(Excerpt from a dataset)
- - - - - - -

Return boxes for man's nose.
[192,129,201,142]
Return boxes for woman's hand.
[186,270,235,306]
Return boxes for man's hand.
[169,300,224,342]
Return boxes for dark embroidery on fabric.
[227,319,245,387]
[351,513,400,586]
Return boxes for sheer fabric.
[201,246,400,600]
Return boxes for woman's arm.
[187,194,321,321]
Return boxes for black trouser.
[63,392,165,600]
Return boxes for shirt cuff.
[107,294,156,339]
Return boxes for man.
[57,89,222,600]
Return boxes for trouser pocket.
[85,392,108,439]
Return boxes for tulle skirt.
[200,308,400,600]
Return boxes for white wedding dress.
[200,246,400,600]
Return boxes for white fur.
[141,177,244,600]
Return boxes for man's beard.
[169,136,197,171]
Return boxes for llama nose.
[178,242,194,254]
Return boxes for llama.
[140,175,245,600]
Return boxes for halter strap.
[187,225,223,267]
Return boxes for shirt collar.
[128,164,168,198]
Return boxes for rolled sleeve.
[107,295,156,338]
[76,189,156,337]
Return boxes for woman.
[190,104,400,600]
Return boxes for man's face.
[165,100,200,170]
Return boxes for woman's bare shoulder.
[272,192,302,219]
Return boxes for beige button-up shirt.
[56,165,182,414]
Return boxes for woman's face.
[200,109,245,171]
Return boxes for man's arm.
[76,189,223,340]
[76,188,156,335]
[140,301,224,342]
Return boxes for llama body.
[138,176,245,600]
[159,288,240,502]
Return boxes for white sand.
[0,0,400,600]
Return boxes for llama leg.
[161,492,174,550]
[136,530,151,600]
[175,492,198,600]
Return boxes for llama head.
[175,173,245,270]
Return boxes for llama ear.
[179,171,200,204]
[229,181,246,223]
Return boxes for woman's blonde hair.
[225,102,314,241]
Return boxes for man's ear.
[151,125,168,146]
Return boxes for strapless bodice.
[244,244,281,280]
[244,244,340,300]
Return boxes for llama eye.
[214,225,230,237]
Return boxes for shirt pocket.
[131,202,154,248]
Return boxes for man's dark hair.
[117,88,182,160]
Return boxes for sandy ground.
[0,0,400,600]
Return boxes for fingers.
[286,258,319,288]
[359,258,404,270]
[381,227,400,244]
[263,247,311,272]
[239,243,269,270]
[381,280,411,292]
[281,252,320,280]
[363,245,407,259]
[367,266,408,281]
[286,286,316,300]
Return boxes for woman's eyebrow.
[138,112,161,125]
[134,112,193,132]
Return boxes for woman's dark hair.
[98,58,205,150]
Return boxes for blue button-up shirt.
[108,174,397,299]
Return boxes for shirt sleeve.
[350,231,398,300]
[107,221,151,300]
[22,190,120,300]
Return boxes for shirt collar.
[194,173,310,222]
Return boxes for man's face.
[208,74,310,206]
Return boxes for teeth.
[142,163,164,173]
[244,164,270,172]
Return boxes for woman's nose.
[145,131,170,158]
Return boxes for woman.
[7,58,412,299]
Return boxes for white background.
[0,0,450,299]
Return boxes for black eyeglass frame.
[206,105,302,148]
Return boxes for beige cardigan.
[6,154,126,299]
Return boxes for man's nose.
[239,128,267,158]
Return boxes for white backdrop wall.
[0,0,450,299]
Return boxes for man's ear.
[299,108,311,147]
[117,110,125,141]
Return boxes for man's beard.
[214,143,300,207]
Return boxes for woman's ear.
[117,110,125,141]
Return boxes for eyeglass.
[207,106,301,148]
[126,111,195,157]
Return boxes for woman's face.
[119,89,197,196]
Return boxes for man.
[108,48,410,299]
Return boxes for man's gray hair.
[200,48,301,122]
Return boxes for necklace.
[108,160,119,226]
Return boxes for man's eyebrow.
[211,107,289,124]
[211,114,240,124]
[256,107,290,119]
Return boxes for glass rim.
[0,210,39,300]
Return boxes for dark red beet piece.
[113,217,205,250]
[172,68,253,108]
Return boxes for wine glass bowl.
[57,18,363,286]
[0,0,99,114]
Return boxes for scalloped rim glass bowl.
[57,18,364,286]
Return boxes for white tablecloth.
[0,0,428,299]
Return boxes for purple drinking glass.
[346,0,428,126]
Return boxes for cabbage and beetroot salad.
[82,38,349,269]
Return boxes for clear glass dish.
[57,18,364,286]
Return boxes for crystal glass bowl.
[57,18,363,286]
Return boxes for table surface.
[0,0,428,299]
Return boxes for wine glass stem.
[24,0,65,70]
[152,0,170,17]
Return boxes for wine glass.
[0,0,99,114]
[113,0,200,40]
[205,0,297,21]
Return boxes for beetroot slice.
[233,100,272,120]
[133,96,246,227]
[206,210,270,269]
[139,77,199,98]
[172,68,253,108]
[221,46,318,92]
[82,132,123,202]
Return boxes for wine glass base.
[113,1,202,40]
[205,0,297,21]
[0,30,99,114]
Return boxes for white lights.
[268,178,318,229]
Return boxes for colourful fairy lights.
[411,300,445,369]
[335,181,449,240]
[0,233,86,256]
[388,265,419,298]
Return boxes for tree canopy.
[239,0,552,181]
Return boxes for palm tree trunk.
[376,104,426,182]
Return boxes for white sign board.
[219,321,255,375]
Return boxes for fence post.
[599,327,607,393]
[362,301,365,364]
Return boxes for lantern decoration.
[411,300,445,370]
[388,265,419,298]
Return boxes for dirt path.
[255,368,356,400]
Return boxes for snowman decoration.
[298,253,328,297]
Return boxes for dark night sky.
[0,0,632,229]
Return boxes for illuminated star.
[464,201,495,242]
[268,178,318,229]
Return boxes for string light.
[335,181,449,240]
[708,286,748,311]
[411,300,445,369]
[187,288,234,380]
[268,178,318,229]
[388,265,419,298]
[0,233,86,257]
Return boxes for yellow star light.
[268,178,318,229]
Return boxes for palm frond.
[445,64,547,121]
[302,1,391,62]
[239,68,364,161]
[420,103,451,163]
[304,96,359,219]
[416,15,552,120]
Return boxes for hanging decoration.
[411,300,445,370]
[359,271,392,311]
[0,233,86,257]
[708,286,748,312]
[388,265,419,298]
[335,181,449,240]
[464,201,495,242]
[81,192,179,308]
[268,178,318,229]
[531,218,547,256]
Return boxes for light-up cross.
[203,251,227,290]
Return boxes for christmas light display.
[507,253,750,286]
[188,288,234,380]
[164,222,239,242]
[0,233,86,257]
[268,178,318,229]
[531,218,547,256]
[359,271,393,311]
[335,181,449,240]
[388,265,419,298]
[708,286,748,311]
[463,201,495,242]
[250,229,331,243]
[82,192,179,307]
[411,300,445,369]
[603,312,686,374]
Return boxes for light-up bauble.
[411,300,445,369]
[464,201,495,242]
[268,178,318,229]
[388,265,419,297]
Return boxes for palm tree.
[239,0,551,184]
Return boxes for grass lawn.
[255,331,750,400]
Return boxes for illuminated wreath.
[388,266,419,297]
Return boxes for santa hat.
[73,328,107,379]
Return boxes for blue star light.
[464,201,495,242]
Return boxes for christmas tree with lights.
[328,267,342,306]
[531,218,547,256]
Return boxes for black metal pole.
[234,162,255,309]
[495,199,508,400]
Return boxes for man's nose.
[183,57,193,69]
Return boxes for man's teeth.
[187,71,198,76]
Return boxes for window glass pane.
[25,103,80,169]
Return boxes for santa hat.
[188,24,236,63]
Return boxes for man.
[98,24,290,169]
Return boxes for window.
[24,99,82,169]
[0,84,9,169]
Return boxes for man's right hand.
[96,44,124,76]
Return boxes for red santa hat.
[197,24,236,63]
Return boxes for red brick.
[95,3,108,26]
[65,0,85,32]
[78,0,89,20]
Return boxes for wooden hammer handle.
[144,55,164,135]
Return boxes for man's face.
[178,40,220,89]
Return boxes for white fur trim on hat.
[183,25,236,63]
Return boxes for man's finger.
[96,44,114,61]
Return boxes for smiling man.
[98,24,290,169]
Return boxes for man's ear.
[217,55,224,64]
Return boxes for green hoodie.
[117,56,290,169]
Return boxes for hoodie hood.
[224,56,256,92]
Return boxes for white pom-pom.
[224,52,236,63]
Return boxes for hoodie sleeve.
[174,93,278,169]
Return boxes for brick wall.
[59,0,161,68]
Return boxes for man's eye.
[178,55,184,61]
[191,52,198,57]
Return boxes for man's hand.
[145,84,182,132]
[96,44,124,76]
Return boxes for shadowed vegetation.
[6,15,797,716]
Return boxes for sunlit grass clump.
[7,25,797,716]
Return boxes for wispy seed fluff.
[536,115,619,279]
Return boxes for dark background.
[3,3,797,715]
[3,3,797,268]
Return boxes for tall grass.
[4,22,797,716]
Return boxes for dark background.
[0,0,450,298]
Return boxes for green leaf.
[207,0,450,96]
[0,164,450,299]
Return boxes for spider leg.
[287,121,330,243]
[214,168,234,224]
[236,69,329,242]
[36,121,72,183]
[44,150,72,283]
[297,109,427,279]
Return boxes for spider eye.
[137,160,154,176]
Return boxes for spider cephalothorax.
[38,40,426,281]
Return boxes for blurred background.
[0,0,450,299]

- - - - - - -

> [EXERCISE DETAILS]:
Copy out, word for word, the lines from the one containing "Return boxes for smiling man." through the one containing "[59,0,161,68]", including both of those lines.

> [ANSWER TO THIS EXERCISE]:
Return boxes for smiling man.
[98,24,290,169]
Return boxes for man's ear.
[217,55,224,64]
Return boxes for green hoodie.
[117,56,290,169]
Return boxes for hoodie hood.
[224,56,256,92]
Return boxes for white pom-pom.
[224,52,236,63]
Return boxes for hoodie sleeve.
[174,93,278,169]
Return boxes for brick wall.
[59,0,161,68]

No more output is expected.